--- start SUPPLIED DATA ---

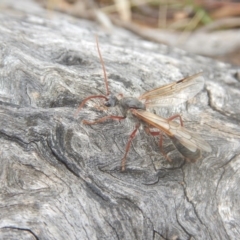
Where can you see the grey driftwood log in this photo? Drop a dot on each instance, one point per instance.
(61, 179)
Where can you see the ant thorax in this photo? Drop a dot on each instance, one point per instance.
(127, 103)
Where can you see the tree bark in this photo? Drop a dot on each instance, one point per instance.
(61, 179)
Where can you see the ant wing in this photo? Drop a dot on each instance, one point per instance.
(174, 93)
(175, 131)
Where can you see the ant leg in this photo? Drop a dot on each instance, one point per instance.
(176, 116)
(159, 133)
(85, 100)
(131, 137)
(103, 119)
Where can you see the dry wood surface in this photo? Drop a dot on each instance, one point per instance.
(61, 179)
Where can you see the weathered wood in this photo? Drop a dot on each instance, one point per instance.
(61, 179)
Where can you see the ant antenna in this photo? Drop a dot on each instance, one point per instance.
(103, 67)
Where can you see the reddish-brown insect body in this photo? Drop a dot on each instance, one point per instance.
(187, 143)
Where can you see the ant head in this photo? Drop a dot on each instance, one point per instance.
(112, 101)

--- end SUPPLIED DATA ---
--- start SUPPLIED DATA ---

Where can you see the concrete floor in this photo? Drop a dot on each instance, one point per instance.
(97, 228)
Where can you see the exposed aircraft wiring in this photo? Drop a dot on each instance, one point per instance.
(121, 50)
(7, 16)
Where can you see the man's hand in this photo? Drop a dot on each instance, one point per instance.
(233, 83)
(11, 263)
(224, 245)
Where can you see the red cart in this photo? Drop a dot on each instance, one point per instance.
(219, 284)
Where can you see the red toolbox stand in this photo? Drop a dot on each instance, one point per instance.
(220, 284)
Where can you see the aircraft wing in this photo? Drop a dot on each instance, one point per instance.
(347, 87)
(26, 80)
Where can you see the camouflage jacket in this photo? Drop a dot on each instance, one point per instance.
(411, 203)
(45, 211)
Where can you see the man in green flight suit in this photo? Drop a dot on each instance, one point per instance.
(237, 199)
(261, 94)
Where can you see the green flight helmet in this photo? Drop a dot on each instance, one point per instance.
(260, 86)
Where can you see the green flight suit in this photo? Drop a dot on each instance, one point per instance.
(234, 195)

--- end SUPPLIED DATA ---

§ **WHAT TO DO**:
Pick out each line of the listing above that contains the word "suit" and copy those lines.

§ **SOLUTION TO THIS EXERCISE**:
Where can you see the man in green flight suit in this photo? Drop a dot on each instance, one point per instance.
Where can you see the green flight suit in this photo? Drop a dot on each instance, one point per instance.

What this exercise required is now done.